▶ **ACTION ITEM**
Without altering a single word, repeat the records that follow.

Stored dataset items
[Start of section]

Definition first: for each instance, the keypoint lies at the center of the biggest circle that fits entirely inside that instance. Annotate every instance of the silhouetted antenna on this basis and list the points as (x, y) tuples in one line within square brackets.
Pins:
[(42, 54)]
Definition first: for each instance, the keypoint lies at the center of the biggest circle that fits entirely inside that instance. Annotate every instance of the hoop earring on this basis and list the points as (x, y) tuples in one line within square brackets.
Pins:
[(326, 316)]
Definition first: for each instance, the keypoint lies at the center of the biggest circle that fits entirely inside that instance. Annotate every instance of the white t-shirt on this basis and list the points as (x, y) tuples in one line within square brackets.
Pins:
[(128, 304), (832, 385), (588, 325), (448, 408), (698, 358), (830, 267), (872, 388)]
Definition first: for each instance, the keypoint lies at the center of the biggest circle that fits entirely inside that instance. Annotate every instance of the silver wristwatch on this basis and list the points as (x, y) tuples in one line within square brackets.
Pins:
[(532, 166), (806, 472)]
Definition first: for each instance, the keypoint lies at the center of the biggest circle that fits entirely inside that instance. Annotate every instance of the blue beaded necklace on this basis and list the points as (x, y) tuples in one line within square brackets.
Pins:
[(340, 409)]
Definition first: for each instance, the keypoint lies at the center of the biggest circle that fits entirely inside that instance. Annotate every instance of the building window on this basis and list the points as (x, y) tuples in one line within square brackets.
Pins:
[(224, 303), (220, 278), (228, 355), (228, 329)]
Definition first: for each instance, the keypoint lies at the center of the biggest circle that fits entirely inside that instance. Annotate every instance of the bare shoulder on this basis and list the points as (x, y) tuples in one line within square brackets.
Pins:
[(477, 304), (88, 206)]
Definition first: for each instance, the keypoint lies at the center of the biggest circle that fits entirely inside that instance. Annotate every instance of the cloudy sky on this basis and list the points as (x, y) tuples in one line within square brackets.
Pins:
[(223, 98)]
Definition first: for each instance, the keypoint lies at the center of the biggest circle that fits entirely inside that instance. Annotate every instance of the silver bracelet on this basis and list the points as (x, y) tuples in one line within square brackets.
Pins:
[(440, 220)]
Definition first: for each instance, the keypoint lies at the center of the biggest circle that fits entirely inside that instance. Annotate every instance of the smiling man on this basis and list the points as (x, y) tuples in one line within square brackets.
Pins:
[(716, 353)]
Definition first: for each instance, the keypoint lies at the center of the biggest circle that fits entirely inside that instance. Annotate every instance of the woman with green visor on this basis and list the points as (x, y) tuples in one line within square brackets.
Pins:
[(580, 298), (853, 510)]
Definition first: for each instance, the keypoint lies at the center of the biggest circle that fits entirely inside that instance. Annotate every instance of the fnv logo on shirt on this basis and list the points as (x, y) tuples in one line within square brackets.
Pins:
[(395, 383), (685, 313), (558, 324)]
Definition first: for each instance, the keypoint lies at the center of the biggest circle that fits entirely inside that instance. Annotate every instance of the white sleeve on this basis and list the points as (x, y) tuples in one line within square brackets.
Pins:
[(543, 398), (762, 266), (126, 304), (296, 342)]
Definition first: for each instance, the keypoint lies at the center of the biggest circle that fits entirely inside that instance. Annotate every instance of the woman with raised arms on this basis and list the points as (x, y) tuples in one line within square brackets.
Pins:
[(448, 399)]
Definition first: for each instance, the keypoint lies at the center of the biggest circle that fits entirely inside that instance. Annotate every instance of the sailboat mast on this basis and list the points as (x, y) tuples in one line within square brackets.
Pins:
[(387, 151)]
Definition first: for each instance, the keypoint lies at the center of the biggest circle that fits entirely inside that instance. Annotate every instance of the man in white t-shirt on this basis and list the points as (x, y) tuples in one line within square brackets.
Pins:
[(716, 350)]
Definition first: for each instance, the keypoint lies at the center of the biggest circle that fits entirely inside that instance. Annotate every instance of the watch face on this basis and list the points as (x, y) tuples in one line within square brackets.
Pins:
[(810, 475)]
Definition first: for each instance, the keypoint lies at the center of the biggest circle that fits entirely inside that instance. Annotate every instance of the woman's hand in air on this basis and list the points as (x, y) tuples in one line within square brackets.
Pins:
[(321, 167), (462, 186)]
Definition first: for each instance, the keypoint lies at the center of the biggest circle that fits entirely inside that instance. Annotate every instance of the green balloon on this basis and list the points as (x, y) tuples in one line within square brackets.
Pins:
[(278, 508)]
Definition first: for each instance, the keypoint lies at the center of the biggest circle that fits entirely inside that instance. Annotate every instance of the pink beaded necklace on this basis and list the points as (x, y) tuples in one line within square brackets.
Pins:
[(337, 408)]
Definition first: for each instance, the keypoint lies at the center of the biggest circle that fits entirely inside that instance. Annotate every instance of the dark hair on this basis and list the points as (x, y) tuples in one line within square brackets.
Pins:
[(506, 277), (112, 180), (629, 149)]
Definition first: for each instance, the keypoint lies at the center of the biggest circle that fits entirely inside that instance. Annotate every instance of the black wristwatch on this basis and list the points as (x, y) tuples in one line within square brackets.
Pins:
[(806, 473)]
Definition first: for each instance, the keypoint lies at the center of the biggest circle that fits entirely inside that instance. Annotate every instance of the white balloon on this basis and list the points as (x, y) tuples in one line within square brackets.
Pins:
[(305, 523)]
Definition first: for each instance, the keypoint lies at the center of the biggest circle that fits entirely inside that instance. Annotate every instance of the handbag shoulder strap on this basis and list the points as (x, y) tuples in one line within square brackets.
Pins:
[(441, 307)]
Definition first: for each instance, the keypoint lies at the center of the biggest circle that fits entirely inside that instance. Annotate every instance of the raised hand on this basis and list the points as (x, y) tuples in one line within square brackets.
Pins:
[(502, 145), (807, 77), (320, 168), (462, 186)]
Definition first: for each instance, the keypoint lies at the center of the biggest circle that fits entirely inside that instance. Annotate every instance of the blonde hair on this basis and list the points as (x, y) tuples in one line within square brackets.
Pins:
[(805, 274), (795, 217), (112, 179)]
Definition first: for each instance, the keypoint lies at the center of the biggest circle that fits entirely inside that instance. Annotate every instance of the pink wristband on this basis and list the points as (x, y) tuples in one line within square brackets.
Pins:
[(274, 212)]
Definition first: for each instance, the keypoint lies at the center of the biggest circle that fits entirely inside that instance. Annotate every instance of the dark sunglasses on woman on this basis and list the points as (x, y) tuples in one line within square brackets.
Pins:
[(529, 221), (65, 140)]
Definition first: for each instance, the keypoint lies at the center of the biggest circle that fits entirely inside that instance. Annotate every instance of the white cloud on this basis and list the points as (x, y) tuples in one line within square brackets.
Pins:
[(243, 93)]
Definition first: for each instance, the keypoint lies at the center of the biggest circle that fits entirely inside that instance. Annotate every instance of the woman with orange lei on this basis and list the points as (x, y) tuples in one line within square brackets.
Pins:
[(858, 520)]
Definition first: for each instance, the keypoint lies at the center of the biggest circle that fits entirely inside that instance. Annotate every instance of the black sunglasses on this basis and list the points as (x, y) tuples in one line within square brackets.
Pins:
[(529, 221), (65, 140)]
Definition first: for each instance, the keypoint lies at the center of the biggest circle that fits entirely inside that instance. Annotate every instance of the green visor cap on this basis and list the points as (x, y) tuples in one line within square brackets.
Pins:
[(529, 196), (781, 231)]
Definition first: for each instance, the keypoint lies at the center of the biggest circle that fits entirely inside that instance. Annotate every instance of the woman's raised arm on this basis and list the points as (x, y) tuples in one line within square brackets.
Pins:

[End of section]

▶ **RESPONSE TO THE TASK**
Definition first: for each instance, the keypoint lies at the center of the biggest circle that fits entirely inside that instance. Annotate every instance of the silhouetted antenna on this basis and list the points as (x, y) tuples in one line within square brackets.
Pins:
[(42, 54)]
Definition first: for each instance, the keypoint lies at the center of the biggest circle that fits entirely inside that instance. Annotate every instance of the hoop earring on this basis and list the points as (x, y) tuples in one line within square brackets.
Pins:
[(326, 316)]
Definition first: for each instance, the keypoint lies at the center of the biggest circle that fits entirely inside that instance. Annotate every instance of the white t-shirt on this basis and list the points as (x, y) tuples in one line within square brackets.
Pins:
[(128, 304), (832, 385), (588, 325), (448, 408), (698, 358), (830, 267), (872, 388)]
Definition first: for each instance, the keypoint lies at the center of the biggest circle that fits entirely inside that instance. Annotate every instance of the silver wristwatch on this basis and list the points as (x, y) tuples in one line within square brackets.
Pins:
[(532, 166), (806, 472)]
Definition first: for each instance, the keypoint lies at the center of the biggest circle that fits entirely inside that instance. Annotate every instance of the blue beaded necklace on this basis and list the points as (x, y) tuples in one line within square brackets.
Pins:
[(340, 409)]
Definition first: for each instance, the keypoint lies at the center of the biggest circle that fits entirely inside that instance. Annotate every instance of the building window on this basis and list the points as (x, y) tuples in one line within square brackets.
Pins:
[(224, 303), (220, 278), (228, 355), (228, 329)]
Definition first: for each instance, the keypoint lies at the center of the biggest circle that fits entirely inside that instance. Annotate every instance of the bare shoulder on this basis and list the points as (x, y) tuples in one line within square brackets.
Pins:
[(477, 304), (88, 206)]
Definition first: for each instance, the keypoint lies at the center of the biggest circle that fits entirely inside that instance. Annotate every instance of the cloudy sky on this basis and list the points as (x, y) tuples in one line within square brackets.
Pins:
[(223, 98)]
Definition first: for each instance, the keypoint lies at the center of the biggest circle that fits entirely inside that instance. Annotate every instance of the silver bracelet on this basis and list the points as (x, y) tuples in one line within square brackets.
Pins:
[(440, 220)]
Definition first: for each instance, the keypoint lies at the center of the biggest circle that fits entirely inside that instance. Annotate every instance of the smiling man on this basis and list the points as (x, y) tuples in one line within square brackets.
Pins:
[(716, 353)]
Definition first: for each instance, the keypoint lies at the center of the biggest circle that fits entirely inside that instance. Annotate every instance of the woman with green visor on this basis and list the points as (x, y) tuples in one line within square brackets.
Pins:
[(580, 298), (853, 510)]
Definition first: for each instance, the keypoint lies at the center of the biggest circle that fits entirely inside that instance. Annotate every instance of the fnv logo on shirt on this basis and list the points as (x, y) tuples in one line within square brackets.
Pins:
[(395, 383), (685, 313), (558, 324)]
Definition first: for each instance, the keypoint lies at the center of the biggest circle that fits entirely inside that instance. Annotate every instance of the white sleeve on this basis and list the points as (x, y) tuples in one line within square brackets.
Pins:
[(543, 398), (762, 266), (126, 304), (296, 342)]
Definition first: for each instance, the keypoint lies at the center of the biggest circle that fits entirely inside that instance. Annotate every instance of the woman with raised arms on this basis and list the points as (x, y) tuples in one line within square brackets.
Pins:
[(448, 399)]
Definition first: for each instance, the keypoint lies at the center of the biggest circle that fits entirely inside that instance. Annotate every instance of the sailboat mast on this basis and list the points as (x, y) tuples in one line within square brackets.
Pins:
[(387, 151)]
Definition first: for each instance, the keypoint lies at the center of the biggest circle that fits entirely inside that instance. Annotate every instance of the man in white t-shirt on this basis and list the points as (x, y) tuples in one line within square brackets.
Pins:
[(716, 350)]
Definition first: for each instance, the keypoint lies at the center of the biggest circle that fits entirely inside that instance. Annotate every instance of the watch face on this basis and list the points as (x, y) tuples in one line within square brackets.
Pins:
[(810, 475)]
Definition first: for each instance, the keypoint lies at the center of the biggest circle that fits entirely inside that instance. Annotate every instance of the woman's hand in air on this basis and list the points as (x, y) tuples in one line within square brackets.
Pins:
[(321, 167), (462, 186)]
Definition first: for each instance, the keypoint lies at the center of the biggest circle that fits entirely inside that instance. Annotate every instance of the green balloon on this basis and list the points as (x, y) tuples in one line within square brackets.
Pins:
[(278, 508)]
Definition first: for each instance, the keypoint lies at the center of the biggest circle that fits entirely inside that instance. Annotate every instance of the pink beaded necklace on this basis and list the points as (x, y) tuples in one line within square brackets.
Pins:
[(337, 408)]
Definition first: for each instance, the keypoint lies at the center of the biggest circle that fits entirely inside that instance. Annotate every instance of the dark hair on this basis and list the points as (x, y) tuples in one line within square brackets.
Pins:
[(506, 277), (112, 180), (629, 149)]
Definition first: for each instance, the keypoint lies at the center of the biggest circle that fits entirely inside that instance. Annotate every instance of the black wristwatch on this basis and list the points as (x, y) tuples in one line within square brackets.
Pins:
[(806, 473)]
Definition first: for each instance, the keypoint lies at the center of the biggest circle that fits entirely inside that instance. Annotate every instance of the white balloon on this basis and list the points as (x, y) tuples in one line within square brackets.
Pins:
[(305, 523)]
Definition first: for each instance, the keypoint lies at the center of the biggest circle that fits entirely inside that instance. Annotate every instance of the handbag shoulder strap on this basis and list the points as (x, y) tuples in one line within square brackets.
Pins:
[(441, 307)]
Definition first: for each instance, the keypoint lies at the center of the biggest circle that fits entirely inside that instance. Annotate every instance of the raised hand on this basis and list the points as (x, y) tuples in one line within square brackets.
Pins:
[(502, 145), (807, 77), (320, 168), (462, 186)]
Definition first: for each instance, the keypoint lies at the center of the biggest circle that fits entirely inside that instance. Annotate every instance of the blonde hair on this basis and list the points as (x, y) tuples in one line within square brackets.
Pins:
[(805, 274), (795, 217), (112, 179)]
Definition first: for each instance, the keypoint lies at the center of the biggest circle that fits entirely inside that instance. Annotate every instance of the pink wristband on this basis and list the points as (x, y) tuples in one line within square brackets.
Pins:
[(274, 212)]
Definition first: for each instance, the keypoint lies at the center of the biggest circle that fits entirely inside that instance. Annotate every instance of the dark sunglasses on woman on this basis and list the points as (x, y) tuples in one line within square brackets.
Pins:
[(529, 221), (65, 140)]
Definition first: for each instance, the keypoint lies at the center of the biggest circle that fits entirely inside that instance. Annotate every instance of the white cloud on this basis and list the points as (x, y) tuples in one line within square brackets.
Pins:
[(243, 93)]
Definition first: for each instance, the keypoint lies at the center of the biggest circle that fits entirely inside that instance. Annotate every instance of the woman with orange lei on this basis and list the points as (x, y) tuples in one line within square brackets.
Pins:
[(858, 520)]
Definition first: for each instance, the keypoint lies at the center of the biggest circle that fits entirely inside that instance. Annotate every instance of the black sunglasses on this basis and list the points as (x, y) tuples in one line within square brackets.
Pins:
[(529, 221), (65, 140)]
Definition first: for each instance, the keypoint lies at the center of the biggest circle that fits entirely inside that instance. Annotate every instance of the green visor cap on this basis and list the points as (x, y) tuples in one line within square brackets.
Pins:
[(529, 196), (781, 231)]
Definition first: for each instance, the keypoint lies at the center of the biggest circle that fits entirely inside that instance. Annotate every instance of the woman's raised arm on this basis and list the points as (x, y) tuples in one line within square brackets.
Pins:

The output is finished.